## INSTRUCTIONS TO FOLLOW
Return, without anything added, the lines from the one containing "Please locate the leaf" through the end of the entries below, exactly as written.

══ LISTED ENTRIES ══

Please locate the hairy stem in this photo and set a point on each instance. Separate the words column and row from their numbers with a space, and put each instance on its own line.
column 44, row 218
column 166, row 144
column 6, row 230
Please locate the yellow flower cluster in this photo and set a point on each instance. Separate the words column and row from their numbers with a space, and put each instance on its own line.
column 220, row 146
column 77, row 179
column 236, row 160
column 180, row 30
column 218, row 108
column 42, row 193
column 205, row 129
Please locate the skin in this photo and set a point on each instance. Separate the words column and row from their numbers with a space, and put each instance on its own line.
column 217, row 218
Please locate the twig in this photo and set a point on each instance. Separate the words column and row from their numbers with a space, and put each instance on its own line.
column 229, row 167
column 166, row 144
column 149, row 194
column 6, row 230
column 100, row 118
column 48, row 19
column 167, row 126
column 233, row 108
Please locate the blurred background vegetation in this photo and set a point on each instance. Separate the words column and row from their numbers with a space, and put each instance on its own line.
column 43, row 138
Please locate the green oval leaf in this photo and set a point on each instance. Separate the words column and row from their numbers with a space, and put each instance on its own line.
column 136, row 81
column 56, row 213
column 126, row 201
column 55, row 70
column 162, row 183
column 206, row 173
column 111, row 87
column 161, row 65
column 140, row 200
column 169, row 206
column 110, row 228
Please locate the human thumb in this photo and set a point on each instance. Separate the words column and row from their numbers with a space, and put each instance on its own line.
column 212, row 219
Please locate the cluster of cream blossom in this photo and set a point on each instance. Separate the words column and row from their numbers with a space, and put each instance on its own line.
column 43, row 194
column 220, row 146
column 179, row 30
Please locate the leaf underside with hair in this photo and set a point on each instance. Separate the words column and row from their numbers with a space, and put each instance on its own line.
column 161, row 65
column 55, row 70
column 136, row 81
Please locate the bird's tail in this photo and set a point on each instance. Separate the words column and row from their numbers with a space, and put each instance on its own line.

═══

## TASK SOLUTION
Please locate the leaf underside with hair in this photo and set a point on each instance. Separate the words column and row from their numbers with a space, and put each instance on its own line.
column 161, row 65
column 55, row 70
column 136, row 81
Please locate the bird's tail in this photo and set a point on each instance. Separate the words column and row from their numbers with a space, and put each instance on its own line.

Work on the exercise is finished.